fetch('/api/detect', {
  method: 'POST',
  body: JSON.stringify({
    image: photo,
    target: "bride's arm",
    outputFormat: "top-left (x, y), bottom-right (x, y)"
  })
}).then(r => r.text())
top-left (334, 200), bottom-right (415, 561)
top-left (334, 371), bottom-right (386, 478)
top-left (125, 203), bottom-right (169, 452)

*Goal*.
Print every line of the records above again, word for word, with no changes.

*Task response*.
fetch('/api/detect', {
  method: 'POST',
  body: JSON.stringify({
    image: photo,
    target: "bride's arm",
    outputFormat: "top-left (x, y), bottom-right (x, y)"
  })
}).then(r => r.text())
top-left (334, 200), bottom-right (415, 561)
top-left (334, 371), bottom-right (386, 478)
top-left (125, 203), bottom-right (169, 452)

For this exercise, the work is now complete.